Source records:
— Start —

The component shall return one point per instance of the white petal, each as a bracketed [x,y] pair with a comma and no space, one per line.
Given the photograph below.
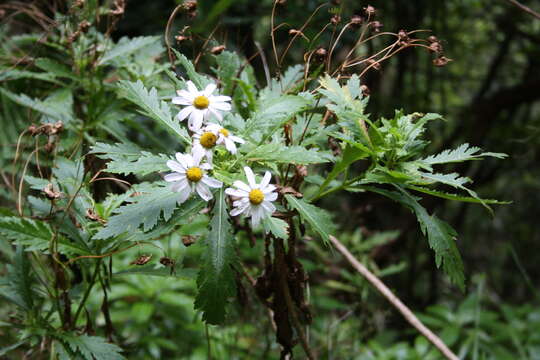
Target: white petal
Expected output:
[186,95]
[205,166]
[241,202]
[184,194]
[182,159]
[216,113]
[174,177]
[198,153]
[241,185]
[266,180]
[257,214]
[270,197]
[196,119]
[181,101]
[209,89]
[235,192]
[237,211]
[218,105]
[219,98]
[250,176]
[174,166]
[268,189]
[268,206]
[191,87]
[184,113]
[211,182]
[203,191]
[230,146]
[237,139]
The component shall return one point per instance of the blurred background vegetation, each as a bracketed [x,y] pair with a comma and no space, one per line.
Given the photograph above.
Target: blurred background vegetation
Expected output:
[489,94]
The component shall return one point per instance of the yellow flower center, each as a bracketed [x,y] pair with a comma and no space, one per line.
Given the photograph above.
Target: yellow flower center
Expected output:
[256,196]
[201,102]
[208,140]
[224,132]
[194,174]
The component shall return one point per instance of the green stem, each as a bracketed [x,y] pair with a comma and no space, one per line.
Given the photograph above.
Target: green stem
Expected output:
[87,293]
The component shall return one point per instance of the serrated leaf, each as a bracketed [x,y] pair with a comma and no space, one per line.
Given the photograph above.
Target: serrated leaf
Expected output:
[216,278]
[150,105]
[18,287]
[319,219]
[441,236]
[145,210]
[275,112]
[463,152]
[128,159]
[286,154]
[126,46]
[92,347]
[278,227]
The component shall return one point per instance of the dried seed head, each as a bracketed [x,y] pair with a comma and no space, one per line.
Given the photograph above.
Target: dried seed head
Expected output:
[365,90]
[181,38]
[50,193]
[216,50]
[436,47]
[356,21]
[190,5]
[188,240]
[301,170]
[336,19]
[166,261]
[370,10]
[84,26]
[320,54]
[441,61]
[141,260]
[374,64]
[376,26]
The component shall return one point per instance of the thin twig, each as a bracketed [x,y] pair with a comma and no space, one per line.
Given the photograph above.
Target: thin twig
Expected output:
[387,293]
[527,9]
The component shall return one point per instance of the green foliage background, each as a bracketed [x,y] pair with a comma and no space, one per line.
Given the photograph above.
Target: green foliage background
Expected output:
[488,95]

— End —
— Start —

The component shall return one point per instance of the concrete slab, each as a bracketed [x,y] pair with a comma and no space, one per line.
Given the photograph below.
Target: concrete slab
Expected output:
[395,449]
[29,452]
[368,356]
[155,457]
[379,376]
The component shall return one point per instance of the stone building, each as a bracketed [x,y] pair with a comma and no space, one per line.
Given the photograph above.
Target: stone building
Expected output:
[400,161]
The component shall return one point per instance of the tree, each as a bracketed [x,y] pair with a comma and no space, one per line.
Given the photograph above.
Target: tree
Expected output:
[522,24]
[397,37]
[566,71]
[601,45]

— End —
— Start —

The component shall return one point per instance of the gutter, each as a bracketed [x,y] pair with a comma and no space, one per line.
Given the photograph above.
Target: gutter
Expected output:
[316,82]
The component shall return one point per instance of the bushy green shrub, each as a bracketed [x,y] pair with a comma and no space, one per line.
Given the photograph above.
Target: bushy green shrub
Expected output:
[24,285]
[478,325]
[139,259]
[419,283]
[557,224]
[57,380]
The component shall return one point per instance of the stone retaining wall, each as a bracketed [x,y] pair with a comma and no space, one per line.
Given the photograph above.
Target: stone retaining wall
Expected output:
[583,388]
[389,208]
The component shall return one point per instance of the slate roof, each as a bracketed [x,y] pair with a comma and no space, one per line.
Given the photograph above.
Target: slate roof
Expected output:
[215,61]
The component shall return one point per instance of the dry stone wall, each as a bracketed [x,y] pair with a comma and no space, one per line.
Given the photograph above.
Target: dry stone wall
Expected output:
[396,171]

— End —

AIM OF THE EXERCISE:
Pull out each line of the material above that contains the string "leaf", keeping them in their original order.

THE REPLY:
The component shall return one point per instance of the serrated leaf, each as a bracketed [x,y] pair with a comma and no space, one per line.
Target: serrated leaf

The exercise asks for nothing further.